**EXERCISE DESCRIPTION**:
Rewrite these records with every "photo" changed to "image" and everything else left as it is. Leave out the pictures.
::::
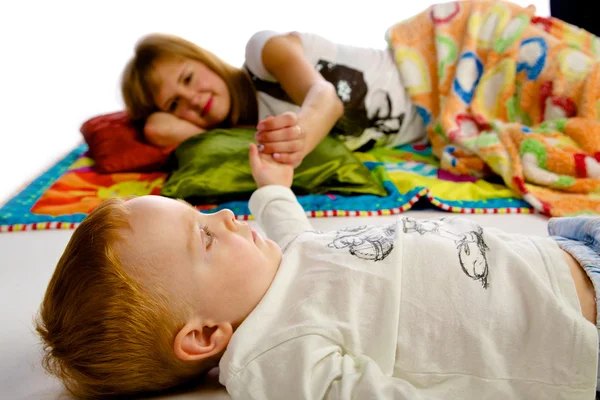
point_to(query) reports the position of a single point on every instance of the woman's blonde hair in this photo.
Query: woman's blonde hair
(137, 85)
(105, 334)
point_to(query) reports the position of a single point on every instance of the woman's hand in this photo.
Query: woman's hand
(166, 130)
(283, 138)
(267, 171)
::::
**SOLUTION**:
point_to(query) reports the position of a single point on every instance of the woman's blonde hair in this image.
Query: woman's blonde hair
(137, 85)
(105, 334)
point_to(query) reports the position of a single point on every instance of the woman's hand in this image.
Query: woman's hand
(166, 130)
(283, 138)
(267, 171)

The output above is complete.